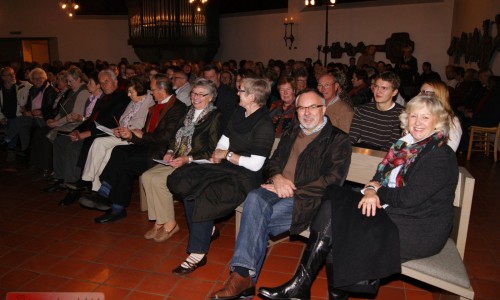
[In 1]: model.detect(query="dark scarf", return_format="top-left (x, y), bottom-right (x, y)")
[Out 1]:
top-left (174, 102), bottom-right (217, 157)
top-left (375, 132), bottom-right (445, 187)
::::
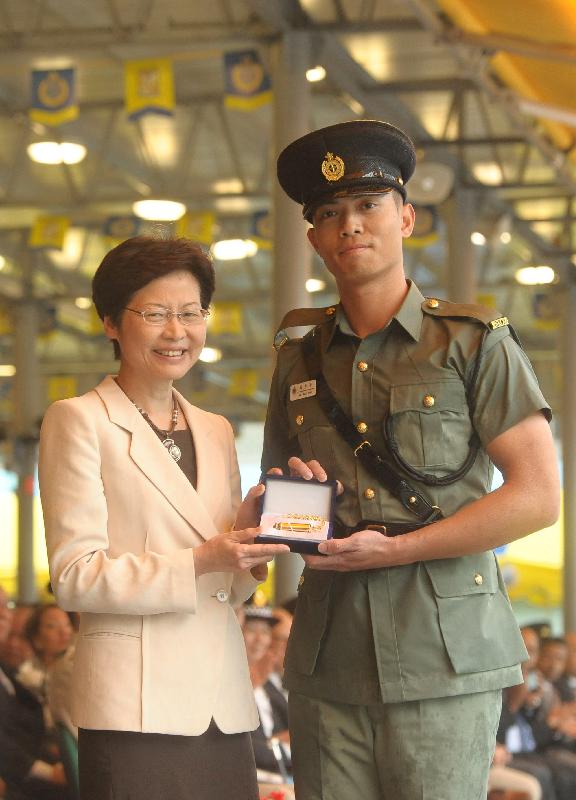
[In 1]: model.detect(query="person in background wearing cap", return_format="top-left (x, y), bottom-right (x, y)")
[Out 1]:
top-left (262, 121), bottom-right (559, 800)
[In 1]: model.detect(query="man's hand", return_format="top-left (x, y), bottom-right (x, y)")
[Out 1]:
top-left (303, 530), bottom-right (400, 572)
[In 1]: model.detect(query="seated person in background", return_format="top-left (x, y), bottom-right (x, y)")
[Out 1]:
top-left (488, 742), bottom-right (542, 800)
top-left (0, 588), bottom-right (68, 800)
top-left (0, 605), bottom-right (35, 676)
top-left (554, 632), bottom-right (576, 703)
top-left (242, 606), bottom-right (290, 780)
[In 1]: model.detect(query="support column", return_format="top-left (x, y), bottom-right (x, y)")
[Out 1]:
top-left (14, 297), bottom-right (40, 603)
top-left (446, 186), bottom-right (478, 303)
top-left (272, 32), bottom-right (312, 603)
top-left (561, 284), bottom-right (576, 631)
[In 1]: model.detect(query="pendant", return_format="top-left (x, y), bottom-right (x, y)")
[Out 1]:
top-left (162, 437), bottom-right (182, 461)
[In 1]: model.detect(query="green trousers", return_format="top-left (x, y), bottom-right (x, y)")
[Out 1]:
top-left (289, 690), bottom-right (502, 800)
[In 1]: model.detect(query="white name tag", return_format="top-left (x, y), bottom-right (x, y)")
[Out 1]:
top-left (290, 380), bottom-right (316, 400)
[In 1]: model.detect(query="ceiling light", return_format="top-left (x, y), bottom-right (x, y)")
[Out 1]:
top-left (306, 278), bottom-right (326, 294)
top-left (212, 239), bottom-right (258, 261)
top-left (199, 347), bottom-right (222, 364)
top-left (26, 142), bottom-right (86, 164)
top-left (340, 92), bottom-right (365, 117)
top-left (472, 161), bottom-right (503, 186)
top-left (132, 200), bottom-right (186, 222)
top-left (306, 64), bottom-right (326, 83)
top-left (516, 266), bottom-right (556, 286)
::::
Do this: List every line in the material above that contains the word "person", matching case exactly.

Answer:
[In 1]: model.detect(query="person in background wearing cap", return_format="top-left (x, y), bottom-right (x, y)")
[In 1]: model.detect(query="seated person in background", return_format="top-left (x, y), bottom-right (x, y)")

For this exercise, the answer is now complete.